> _What is expected_
Copy every line of the records below word for word, leaving out the pictures.

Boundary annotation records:
==========
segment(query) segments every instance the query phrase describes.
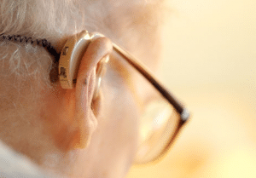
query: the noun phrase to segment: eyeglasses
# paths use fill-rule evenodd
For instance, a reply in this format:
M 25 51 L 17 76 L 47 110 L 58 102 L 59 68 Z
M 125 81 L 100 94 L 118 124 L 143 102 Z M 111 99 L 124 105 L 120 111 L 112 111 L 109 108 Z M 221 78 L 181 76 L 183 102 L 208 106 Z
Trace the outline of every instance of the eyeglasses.
M 142 112 L 140 143 L 135 164 L 158 160 L 169 150 L 183 124 L 189 111 L 161 84 L 150 71 L 129 52 L 113 43 L 113 50 L 149 82 L 161 96 L 153 96 Z
M 90 40 L 92 37 L 102 36 L 99 33 L 89 35 L 87 31 L 84 33 L 84 39 Z M 54 47 L 46 39 L 32 40 L 31 37 L 21 36 L 10 36 L 0 34 L 0 40 L 9 40 L 19 43 L 26 43 L 44 47 L 51 54 L 55 61 L 59 60 L 61 54 L 58 54 Z M 143 100 L 140 110 L 140 129 L 139 145 L 135 164 L 141 164 L 163 157 L 169 150 L 172 143 L 177 138 L 178 132 L 189 118 L 189 111 L 173 96 L 173 95 L 162 85 L 150 71 L 128 51 L 113 43 L 113 51 L 126 61 L 131 68 L 135 69 L 140 76 L 146 79 L 143 86 L 150 93 L 149 99 Z M 65 48 L 62 49 L 62 52 Z M 61 53 L 62 53 L 61 52 Z M 108 59 L 102 60 L 102 64 L 106 65 Z M 110 62 L 111 63 L 111 62 Z M 100 65 L 101 66 L 101 65 Z M 113 70 L 111 66 L 108 68 Z M 99 70 L 102 71 L 102 70 Z M 60 73 L 63 72 L 60 69 Z M 102 83 L 102 75 L 100 72 L 98 77 L 97 88 Z M 151 89 L 148 89 L 151 88 Z M 96 90 L 98 91 L 99 89 Z M 145 95 L 145 94 L 144 94 Z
==========
> _Response_
segment(query) segments every instance the query phrase describes.
query: the noun phrase to segment: eyeglasses
# paths use fill-rule evenodd
For instance, a reply in this format:
M 25 51 L 17 76 L 47 110 L 58 102 L 59 68 Z
M 125 81 L 100 94 L 118 124 L 143 102 Z M 111 99 L 124 105 L 120 111 L 112 111 L 109 108 Z M 221 78 L 181 76 L 183 102 L 208 106 Z
Trace the outline of every instance of the eyeglasses.
M 142 112 L 140 143 L 135 164 L 158 160 L 169 150 L 183 124 L 189 111 L 161 84 L 150 71 L 129 52 L 113 43 L 113 50 L 149 82 L 161 96 L 153 96 Z
M 90 40 L 92 37 L 102 36 L 99 33 L 89 35 L 87 31 L 84 33 L 84 39 Z M 54 47 L 46 39 L 32 40 L 31 37 L 21 36 L 10 36 L 0 34 L 0 40 L 9 40 L 19 43 L 26 43 L 44 47 L 51 54 L 55 61 L 59 60 L 61 54 L 58 54 Z M 143 100 L 140 110 L 140 129 L 139 145 L 135 164 L 141 164 L 163 157 L 169 150 L 172 143 L 177 138 L 178 132 L 189 118 L 189 111 L 173 96 L 173 95 L 162 85 L 150 71 L 128 51 L 113 43 L 113 51 L 126 61 L 131 68 L 135 69 L 140 76 L 146 79 L 143 86 L 150 93 L 149 99 Z M 65 48 L 62 49 L 62 52 Z M 61 53 L 62 53 L 61 52 Z M 108 59 L 102 60 L 102 64 L 106 65 Z M 110 62 L 111 63 L 111 62 Z M 100 65 L 101 66 L 101 65 Z M 113 70 L 111 66 L 108 68 Z M 99 70 L 102 71 L 102 70 Z M 60 73 L 63 72 L 60 69 Z M 102 83 L 102 75 L 100 72 L 98 77 L 97 88 Z M 151 89 L 148 89 L 151 88 Z M 96 90 L 98 91 L 99 89 Z M 145 95 L 145 94 L 144 94 Z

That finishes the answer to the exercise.